Written problem: Convert the records below into a numbered list with blank lines omitted, starting at the line that contains "barred window in the photo above." and ending at the last line of the records, and include nothing else.

Rows from a pointing dataset
>> START

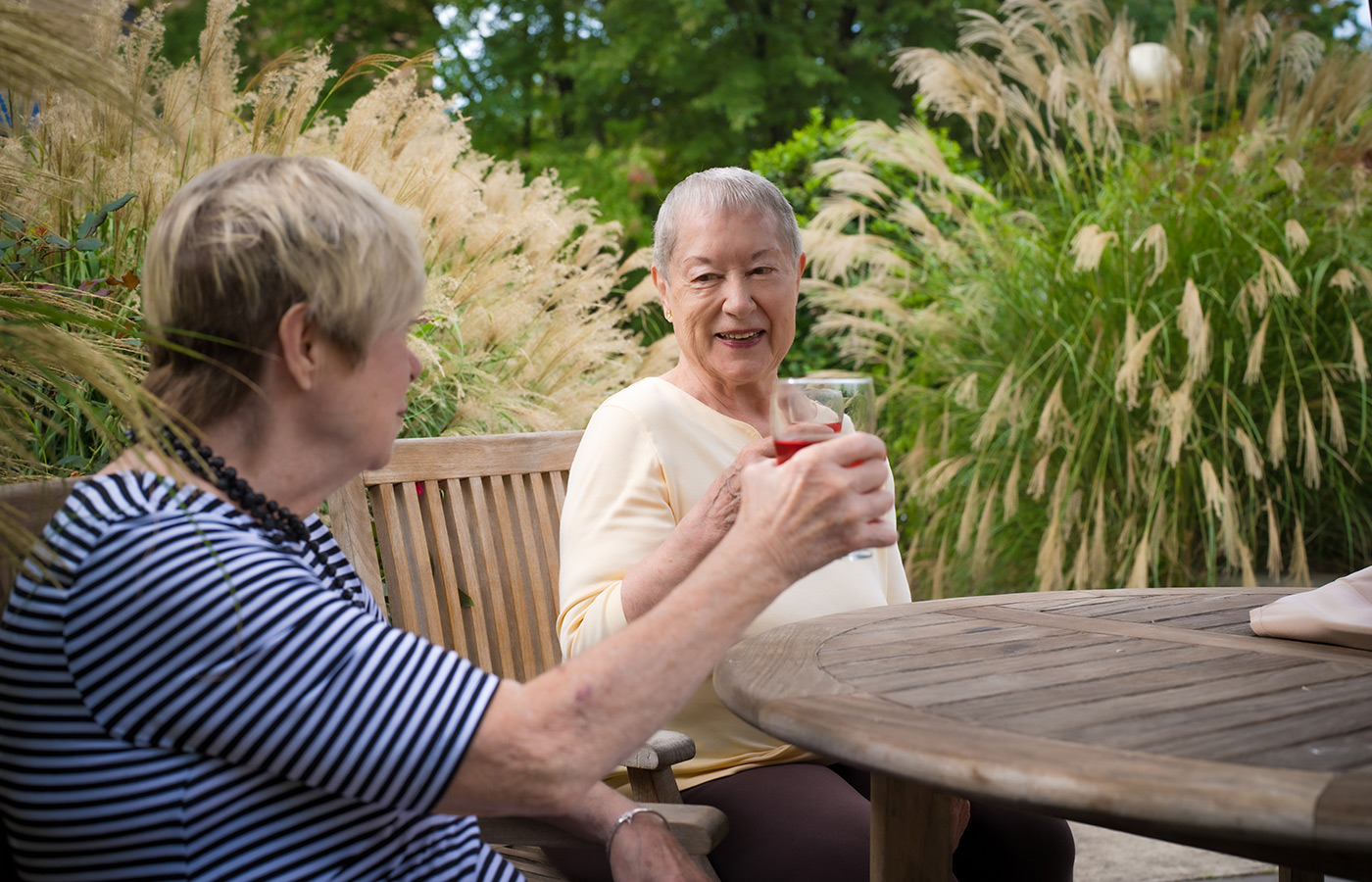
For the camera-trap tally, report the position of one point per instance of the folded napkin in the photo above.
(1340, 612)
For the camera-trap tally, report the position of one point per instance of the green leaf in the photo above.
(89, 223)
(119, 203)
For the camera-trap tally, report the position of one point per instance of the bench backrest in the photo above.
(466, 542)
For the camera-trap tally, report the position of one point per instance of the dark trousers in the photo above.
(812, 823)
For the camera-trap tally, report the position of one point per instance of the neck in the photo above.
(265, 460)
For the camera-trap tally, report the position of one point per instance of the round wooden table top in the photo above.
(1150, 710)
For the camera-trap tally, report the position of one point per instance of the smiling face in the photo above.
(731, 291)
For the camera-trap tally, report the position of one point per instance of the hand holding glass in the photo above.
(808, 411)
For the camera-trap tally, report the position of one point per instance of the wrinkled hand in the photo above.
(719, 505)
(823, 502)
(645, 851)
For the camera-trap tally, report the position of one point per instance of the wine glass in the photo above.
(807, 411)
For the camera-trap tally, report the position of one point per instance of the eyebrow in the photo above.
(752, 257)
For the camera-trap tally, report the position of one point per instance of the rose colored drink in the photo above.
(788, 447)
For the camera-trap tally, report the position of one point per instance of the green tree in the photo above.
(631, 96)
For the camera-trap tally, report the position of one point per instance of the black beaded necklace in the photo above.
(276, 521)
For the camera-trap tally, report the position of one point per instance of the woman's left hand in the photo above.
(648, 852)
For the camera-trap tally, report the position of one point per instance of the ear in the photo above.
(302, 350)
(662, 290)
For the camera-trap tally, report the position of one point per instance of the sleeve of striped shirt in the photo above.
(194, 635)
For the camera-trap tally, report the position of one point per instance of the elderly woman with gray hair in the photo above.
(655, 490)
(194, 682)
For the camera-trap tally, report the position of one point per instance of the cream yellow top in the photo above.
(648, 456)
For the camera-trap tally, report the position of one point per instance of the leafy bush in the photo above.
(1136, 357)
(520, 332)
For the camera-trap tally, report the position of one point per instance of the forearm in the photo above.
(544, 744)
(651, 579)
(697, 534)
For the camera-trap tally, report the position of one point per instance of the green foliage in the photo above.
(521, 331)
(674, 86)
(29, 250)
(1141, 359)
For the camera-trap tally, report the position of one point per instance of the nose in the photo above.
(738, 299)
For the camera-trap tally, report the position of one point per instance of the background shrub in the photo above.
(1135, 354)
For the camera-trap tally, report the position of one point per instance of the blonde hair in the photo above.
(727, 188)
(246, 240)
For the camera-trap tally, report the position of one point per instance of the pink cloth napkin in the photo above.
(1340, 612)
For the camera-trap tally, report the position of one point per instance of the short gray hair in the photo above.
(726, 188)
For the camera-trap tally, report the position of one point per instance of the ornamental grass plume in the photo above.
(1142, 377)
(521, 331)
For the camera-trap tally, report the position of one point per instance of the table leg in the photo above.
(1292, 874)
(911, 829)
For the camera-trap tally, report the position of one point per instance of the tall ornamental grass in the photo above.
(1134, 352)
(520, 331)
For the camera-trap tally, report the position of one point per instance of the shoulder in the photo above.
(651, 402)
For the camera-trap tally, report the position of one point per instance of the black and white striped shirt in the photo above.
(182, 699)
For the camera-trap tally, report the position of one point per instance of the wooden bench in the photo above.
(464, 531)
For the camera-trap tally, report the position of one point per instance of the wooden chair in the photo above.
(466, 531)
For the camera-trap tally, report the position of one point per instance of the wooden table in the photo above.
(1156, 712)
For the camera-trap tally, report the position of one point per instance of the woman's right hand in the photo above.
(717, 509)
(826, 501)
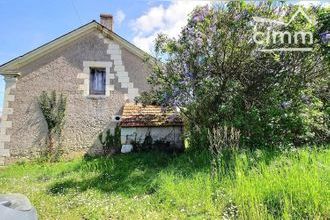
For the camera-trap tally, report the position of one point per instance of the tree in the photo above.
(216, 75)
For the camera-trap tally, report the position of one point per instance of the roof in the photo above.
(137, 115)
(11, 67)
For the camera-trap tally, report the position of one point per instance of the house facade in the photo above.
(98, 72)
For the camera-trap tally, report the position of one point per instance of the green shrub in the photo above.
(111, 143)
(53, 108)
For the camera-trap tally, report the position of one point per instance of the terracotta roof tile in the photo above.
(136, 115)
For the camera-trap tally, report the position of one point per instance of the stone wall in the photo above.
(170, 134)
(63, 70)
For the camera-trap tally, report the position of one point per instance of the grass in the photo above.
(260, 185)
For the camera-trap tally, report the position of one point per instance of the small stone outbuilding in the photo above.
(138, 121)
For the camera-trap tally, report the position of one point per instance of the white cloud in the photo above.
(120, 16)
(160, 19)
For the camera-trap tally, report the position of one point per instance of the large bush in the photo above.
(214, 73)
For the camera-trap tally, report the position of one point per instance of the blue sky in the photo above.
(27, 24)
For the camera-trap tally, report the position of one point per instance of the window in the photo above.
(97, 81)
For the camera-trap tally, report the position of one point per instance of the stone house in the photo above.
(160, 124)
(95, 68)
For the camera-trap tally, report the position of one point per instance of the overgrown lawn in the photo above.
(260, 184)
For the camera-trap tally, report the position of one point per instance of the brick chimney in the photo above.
(107, 21)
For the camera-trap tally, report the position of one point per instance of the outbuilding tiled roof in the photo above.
(136, 115)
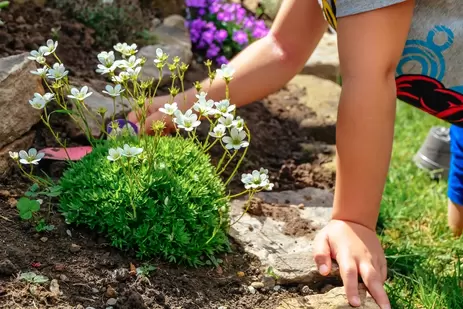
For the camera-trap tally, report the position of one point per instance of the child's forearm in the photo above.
(365, 132)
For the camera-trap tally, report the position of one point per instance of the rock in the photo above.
(305, 290)
(334, 299)
(110, 292)
(7, 268)
(173, 38)
(324, 62)
(321, 96)
(111, 302)
(96, 101)
(17, 87)
(54, 288)
(257, 285)
(290, 257)
(63, 278)
(74, 248)
(268, 282)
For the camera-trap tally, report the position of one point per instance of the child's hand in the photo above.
(357, 251)
(153, 114)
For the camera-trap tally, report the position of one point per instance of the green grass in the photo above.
(423, 256)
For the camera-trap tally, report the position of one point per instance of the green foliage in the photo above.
(181, 204)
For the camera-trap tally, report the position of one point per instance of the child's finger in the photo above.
(349, 274)
(322, 254)
(372, 278)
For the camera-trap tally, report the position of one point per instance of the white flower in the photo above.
(115, 154)
(187, 121)
(39, 101)
(122, 78)
(131, 151)
(40, 72)
(113, 91)
(14, 155)
(218, 131)
(239, 123)
(50, 48)
(159, 55)
(30, 157)
(235, 140)
(169, 109)
(37, 56)
(224, 107)
(228, 121)
(58, 72)
(201, 96)
(132, 63)
(125, 49)
(255, 180)
(204, 107)
(81, 94)
(226, 72)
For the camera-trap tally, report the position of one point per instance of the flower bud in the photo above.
(158, 126)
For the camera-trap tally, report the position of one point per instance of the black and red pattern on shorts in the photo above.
(431, 96)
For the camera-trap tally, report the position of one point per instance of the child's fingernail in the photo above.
(323, 269)
(355, 301)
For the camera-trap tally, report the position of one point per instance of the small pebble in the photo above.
(111, 292)
(251, 289)
(74, 248)
(257, 285)
(305, 290)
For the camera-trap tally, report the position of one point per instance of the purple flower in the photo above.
(213, 51)
(208, 37)
(221, 60)
(240, 37)
(221, 35)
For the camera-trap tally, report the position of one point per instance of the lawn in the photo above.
(423, 256)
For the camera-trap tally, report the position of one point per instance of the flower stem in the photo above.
(242, 157)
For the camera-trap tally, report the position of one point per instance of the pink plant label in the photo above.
(59, 154)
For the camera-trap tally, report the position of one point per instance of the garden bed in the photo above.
(89, 271)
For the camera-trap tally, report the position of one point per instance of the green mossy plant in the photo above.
(178, 197)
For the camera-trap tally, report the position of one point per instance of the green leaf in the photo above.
(27, 207)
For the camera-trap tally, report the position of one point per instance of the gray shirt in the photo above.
(430, 72)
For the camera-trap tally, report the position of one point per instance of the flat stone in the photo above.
(17, 87)
(322, 97)
(290, 257)
(22, 143)
(334, 299)
(174, 39)
(324, 62)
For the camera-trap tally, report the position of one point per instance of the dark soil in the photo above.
(89, 271)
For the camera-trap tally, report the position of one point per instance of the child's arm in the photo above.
(268, 64)
(370, 46)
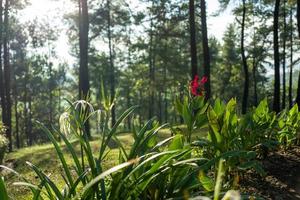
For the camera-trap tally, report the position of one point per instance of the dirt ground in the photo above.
(282, 181)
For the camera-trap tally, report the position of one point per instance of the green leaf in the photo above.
(177, 143)
(206, 182)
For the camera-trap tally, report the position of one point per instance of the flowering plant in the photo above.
(197, 87)
(192, 108)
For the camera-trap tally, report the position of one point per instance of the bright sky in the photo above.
(54, 10)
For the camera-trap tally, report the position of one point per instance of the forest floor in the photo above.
(282, 181)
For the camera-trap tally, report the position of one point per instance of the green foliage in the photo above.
(289, 126)
(192, 109)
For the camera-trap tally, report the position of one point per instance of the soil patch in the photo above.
(282, 181)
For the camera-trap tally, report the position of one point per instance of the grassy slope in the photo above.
(44, 156)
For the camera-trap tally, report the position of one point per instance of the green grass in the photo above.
(44, 156)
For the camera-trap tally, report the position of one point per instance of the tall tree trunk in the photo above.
(111, 62)
(291, 61)
(245, 64)
(30, 134)
(276, 101)
(50, 95)
(2, 88)
(165, 93)
(193, 38)
(151, 71)
(84, 85)
(206, 53)
(160, 107)
(25, 103)
(254, 70)
(15, 94)
(284, 57)
(128, 106)
(298, 25)
(7, 77)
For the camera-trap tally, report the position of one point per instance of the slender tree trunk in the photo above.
(284, 57)
(151, 71)
(254, 62)
(84, 85)
(160, 106)
(193, 38)
(16, 113)
(50, 95)
(2, 88)
(291, 61)
(111, 62)
(206, 53)
(7, 77)
(128, 106)
(30, 121)
(25, 101)
(165, 93)
(298, 25)
(276, 102)
(245, 64)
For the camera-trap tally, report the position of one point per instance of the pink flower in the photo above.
(196, 87)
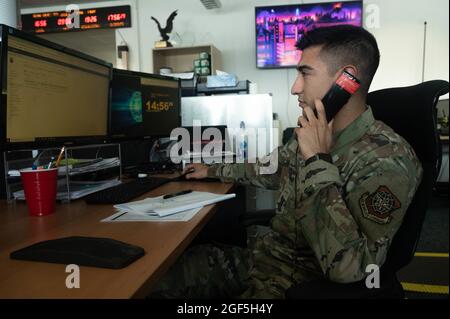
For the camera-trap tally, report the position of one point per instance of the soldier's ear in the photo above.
(353, 70)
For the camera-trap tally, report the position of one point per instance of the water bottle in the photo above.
(242, 142)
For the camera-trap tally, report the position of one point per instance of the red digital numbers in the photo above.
(40, 23)
(91, 19)
(64, 21)
(117, 17)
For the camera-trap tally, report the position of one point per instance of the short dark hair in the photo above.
(345, 44)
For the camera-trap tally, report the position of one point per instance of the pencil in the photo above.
(59, 157)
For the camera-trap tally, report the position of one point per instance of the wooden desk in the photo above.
(163, 243)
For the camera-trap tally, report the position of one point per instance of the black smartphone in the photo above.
(339, 94)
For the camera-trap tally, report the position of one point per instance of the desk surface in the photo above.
(163, 243)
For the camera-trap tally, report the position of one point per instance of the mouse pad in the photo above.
(82, 251)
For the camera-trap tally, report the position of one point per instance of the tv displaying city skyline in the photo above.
(278, 28)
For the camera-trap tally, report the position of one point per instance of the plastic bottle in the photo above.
(243, 151)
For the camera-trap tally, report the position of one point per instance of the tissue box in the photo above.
(215, 81)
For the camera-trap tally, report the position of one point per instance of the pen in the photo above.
(177, 194)
(59, 156)
(119, 216)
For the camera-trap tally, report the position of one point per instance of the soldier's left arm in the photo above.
(351, 226)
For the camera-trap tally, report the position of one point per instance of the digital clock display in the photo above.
(62, 21)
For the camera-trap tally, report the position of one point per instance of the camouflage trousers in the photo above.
(206, 271)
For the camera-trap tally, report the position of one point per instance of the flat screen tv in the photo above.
(278, 28)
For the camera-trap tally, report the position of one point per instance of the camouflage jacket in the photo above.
(332, 220)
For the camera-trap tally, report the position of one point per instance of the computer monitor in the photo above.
(197, 143)
(50, 95)
(144, 105)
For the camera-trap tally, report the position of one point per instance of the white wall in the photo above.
(231, 29)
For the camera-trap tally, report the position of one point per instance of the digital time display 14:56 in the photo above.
(61, 21)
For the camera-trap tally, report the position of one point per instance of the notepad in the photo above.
(158, 206)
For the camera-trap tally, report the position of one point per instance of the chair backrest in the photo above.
(411, 113)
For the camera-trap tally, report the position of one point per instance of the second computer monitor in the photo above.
(143, 105)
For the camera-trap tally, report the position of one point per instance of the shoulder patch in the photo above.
(379, 205)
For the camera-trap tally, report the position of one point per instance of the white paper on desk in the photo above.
(164, 207)
(133, 217)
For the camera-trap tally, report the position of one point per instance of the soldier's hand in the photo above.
(315, 134)
(195, 171)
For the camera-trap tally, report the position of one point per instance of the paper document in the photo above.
(133, 217)
(158, 206)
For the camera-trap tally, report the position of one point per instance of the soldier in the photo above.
(344, 188)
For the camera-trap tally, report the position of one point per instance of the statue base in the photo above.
(163, 44)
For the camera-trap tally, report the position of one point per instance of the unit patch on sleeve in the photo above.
(379, 205)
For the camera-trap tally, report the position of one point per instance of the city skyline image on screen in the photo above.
(278, 28)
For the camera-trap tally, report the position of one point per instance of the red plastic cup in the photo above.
(40, 190)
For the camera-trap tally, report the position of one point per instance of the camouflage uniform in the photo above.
(332, 220)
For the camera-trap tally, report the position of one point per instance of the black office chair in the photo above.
(411, 112)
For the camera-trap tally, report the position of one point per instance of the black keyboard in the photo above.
(125, 192)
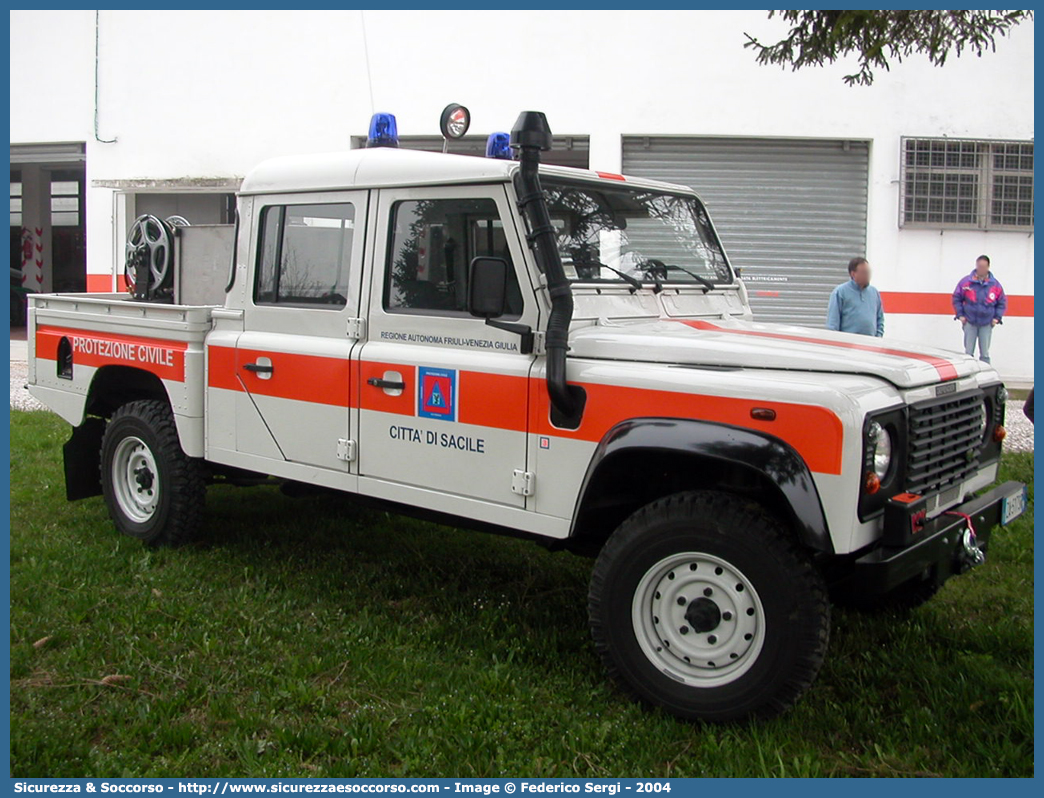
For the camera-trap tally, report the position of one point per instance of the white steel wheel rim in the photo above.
(698, 619)
(136, 480)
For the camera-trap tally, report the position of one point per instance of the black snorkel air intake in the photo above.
(531, 135)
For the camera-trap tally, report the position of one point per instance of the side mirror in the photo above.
(488, 287)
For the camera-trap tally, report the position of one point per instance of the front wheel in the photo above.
(702, 604)
(153, 490)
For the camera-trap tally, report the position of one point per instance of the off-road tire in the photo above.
(653, 561)
(141, 452)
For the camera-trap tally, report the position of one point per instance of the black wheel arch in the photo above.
(643, 459)
(113, 386)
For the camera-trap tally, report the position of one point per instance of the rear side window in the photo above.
(304, 255)
(432, 244)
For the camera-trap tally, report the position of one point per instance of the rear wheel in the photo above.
(702, 604)
(153, 490)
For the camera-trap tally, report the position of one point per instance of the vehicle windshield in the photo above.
(606, 232)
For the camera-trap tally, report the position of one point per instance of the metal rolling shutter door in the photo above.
(790, 212)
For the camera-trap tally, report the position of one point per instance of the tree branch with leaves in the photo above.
(819, 38)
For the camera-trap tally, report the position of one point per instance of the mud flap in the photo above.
(82, 460)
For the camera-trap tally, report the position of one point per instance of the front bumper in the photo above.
(943, 547)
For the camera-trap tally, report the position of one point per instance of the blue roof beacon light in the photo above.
(499, 146)
(383, 132)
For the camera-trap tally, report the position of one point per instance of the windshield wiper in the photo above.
(633, 282)
(707, 284)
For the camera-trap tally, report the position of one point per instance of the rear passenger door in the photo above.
(292, 358)
(443, 397)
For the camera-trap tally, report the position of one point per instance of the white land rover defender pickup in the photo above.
(554, 353)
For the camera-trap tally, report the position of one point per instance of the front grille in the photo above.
(945, 442)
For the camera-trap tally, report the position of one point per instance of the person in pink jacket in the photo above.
(979, 304)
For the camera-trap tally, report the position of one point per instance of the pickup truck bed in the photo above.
(165, 341)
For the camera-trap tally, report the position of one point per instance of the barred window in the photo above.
(969, 184)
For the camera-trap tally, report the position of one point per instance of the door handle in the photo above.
(388, 384)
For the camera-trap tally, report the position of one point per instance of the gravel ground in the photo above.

>> END

Output:
1. For the camera-trap tally, report the position of one point per instance of the barred window in the photo above.
2. (969, 184)
3. For the camera-trap tally, report the position of one point per instance of the door handle in the photo above.
4. (388, 384)
5. For the camera-trap tally, report the position of one point per instance of the gravel ground in the photo above.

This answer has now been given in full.